- Requirement
In the records below, find the line containing "The pointer SHOULD return, for each instance of the gun", then reproduce that line and every one after it to the end, exactly and alone.
*** Opening of Data records ***
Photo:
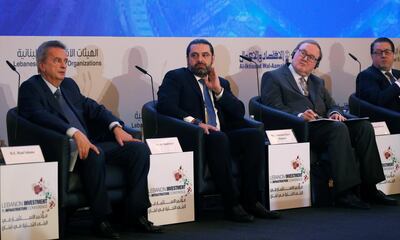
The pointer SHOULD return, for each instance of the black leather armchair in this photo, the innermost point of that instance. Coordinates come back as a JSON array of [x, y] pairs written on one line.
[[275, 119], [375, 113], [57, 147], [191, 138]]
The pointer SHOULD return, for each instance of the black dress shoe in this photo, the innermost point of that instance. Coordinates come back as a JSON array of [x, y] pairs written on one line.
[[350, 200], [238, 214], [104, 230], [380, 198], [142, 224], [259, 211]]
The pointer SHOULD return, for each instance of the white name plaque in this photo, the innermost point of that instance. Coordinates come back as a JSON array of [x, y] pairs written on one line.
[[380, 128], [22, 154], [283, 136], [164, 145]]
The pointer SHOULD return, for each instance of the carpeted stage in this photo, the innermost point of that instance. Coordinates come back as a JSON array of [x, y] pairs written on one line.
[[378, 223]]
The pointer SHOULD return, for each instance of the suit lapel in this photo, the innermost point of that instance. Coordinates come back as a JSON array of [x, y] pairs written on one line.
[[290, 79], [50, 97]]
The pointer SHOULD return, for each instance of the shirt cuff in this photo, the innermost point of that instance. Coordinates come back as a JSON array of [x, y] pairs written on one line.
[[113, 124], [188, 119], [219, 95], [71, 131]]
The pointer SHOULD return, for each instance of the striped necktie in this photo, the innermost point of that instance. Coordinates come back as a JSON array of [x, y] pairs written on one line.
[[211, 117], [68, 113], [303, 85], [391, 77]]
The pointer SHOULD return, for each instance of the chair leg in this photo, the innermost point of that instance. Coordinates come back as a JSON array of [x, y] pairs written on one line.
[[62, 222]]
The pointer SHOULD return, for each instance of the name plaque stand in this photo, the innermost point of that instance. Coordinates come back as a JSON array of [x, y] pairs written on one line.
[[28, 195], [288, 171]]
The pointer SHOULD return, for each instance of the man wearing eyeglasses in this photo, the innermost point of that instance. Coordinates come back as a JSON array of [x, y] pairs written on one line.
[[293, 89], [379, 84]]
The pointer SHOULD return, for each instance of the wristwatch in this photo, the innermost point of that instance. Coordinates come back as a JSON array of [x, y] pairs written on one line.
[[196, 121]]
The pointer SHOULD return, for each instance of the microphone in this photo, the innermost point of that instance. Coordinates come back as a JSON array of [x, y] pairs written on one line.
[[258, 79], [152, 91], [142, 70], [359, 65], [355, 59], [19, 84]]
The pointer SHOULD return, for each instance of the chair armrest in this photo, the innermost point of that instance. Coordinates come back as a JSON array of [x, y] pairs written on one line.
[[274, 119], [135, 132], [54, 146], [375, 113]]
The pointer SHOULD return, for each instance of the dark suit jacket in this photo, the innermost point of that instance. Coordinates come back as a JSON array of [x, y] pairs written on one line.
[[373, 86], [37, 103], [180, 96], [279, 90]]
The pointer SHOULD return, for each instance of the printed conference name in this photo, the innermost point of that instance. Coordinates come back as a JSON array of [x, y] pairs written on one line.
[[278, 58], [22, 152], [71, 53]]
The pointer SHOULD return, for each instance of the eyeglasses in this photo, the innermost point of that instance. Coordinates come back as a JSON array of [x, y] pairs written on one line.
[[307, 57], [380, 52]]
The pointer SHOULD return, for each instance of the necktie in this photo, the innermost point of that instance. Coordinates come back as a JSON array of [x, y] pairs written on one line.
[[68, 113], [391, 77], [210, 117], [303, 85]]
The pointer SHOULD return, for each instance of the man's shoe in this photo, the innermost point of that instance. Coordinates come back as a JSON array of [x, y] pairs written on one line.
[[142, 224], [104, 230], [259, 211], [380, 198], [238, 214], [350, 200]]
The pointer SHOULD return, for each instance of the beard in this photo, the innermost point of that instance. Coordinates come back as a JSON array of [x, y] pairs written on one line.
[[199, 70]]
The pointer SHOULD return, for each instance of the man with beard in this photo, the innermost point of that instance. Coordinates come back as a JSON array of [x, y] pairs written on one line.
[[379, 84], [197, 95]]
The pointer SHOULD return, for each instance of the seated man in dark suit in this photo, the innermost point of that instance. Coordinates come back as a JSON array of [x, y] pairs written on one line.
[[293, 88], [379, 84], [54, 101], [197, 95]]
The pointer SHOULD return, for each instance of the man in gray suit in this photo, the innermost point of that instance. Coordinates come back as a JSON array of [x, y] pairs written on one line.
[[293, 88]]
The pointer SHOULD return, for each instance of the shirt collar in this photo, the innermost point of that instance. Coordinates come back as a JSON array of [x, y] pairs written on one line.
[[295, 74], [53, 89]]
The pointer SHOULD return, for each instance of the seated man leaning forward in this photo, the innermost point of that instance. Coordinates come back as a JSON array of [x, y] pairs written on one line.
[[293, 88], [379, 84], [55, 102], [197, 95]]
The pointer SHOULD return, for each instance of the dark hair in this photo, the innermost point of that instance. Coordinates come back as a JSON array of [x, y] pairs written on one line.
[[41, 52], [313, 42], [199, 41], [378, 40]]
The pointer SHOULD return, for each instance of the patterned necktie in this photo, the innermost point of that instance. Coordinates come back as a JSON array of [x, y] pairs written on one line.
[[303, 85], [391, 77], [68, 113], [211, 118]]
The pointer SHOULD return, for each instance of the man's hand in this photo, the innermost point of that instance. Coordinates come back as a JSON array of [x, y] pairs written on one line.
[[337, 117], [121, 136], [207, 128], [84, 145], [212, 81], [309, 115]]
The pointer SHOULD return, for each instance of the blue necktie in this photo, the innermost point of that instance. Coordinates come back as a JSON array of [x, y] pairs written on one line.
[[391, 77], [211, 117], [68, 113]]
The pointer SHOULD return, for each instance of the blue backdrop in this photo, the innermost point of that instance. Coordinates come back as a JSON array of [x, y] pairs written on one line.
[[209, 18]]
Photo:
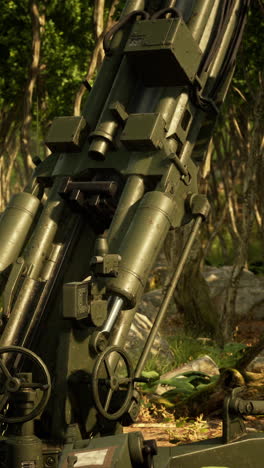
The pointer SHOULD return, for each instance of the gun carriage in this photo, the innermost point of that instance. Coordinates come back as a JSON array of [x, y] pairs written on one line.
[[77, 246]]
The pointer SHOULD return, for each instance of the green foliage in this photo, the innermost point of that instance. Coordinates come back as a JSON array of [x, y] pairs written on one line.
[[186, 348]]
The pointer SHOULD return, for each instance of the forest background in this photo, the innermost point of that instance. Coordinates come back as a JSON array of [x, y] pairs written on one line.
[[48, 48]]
*** Close of Data records ***
- Expected answer
The pointer SHOULD return, for each instance of the gun carriage in this photo, the innermost point of that instance. Coordinates come back as a JSON array of [x, y] pairs written on one line.
[[77, 246]]
The pointer SHOULD return, for each instance of the green foliage in this photo, the innermost point of that instance. Coordinates come back as a JSON array of [x, y] pairs written on one line.
[[186, 348]]
The pointer SHOULD return, for each instance of the forest background in this photo, the innermost point of that instance. Coordinates come back as a JSON array of [x, y] pairs written on one line.
[[48, 48]]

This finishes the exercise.